◆ **LISTED ENTRIES**:
** START **

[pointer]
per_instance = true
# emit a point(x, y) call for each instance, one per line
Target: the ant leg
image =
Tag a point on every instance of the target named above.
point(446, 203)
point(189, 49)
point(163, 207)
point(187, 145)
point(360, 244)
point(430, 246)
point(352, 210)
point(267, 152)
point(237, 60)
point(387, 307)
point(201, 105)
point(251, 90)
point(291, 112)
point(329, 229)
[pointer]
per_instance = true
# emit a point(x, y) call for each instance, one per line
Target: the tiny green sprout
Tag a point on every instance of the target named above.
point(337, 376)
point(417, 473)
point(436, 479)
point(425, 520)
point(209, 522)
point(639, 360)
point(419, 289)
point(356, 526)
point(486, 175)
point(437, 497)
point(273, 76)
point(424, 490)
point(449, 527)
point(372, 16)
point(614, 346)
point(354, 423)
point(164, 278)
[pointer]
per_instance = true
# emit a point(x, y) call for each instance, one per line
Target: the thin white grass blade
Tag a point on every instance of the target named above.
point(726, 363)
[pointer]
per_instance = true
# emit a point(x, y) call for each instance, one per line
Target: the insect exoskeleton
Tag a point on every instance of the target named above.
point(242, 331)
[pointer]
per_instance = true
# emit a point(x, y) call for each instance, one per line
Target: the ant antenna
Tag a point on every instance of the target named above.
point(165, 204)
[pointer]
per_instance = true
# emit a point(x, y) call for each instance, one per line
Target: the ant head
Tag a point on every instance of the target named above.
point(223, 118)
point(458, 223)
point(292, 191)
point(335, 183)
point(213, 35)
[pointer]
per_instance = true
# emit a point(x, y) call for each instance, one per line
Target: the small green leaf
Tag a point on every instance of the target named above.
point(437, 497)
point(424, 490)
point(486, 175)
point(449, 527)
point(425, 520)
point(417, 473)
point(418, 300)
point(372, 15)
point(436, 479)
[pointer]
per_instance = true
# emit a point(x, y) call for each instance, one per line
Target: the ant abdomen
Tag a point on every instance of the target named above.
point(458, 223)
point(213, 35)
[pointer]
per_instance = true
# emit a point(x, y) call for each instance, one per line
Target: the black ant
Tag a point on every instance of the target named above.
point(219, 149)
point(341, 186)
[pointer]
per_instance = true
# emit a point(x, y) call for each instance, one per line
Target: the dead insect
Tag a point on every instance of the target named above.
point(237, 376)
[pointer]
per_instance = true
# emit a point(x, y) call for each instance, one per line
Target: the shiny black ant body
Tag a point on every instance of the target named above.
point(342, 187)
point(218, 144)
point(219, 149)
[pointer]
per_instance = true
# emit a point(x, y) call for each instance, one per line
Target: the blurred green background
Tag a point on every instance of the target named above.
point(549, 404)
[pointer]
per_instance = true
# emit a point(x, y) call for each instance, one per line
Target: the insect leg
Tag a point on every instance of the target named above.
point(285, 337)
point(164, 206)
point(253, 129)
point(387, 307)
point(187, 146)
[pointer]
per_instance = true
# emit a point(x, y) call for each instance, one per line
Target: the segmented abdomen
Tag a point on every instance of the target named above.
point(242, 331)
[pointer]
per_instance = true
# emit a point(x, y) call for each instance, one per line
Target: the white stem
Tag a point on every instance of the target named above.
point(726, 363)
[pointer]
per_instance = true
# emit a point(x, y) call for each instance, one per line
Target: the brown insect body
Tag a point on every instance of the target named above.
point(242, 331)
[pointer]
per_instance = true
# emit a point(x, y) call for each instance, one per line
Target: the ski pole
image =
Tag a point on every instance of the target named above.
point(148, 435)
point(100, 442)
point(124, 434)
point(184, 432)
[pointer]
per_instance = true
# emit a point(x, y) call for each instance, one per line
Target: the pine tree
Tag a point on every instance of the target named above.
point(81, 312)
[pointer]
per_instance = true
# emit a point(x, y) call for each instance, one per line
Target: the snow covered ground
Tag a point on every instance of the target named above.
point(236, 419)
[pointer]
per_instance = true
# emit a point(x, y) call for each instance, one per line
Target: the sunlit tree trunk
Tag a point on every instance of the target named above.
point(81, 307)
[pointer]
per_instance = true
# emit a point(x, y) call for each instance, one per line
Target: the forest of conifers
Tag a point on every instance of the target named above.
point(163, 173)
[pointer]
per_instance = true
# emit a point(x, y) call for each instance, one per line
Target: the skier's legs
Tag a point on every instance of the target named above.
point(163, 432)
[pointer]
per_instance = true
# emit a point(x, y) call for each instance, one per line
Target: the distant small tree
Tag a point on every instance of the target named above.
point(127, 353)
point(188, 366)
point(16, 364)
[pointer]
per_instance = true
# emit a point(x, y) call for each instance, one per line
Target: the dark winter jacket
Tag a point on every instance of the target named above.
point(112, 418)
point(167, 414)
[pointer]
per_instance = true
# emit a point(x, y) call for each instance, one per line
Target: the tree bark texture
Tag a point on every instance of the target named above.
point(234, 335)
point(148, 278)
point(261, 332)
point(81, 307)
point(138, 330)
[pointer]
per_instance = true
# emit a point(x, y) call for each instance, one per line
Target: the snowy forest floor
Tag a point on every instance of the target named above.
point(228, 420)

** END **

◆ **SET EXERCISE**: Count the lines in the listing that contain the string "white", treating uppercase and lowercase as different. Give only the number.

◆ **ANSWER TO THIS PROBLEM**: 2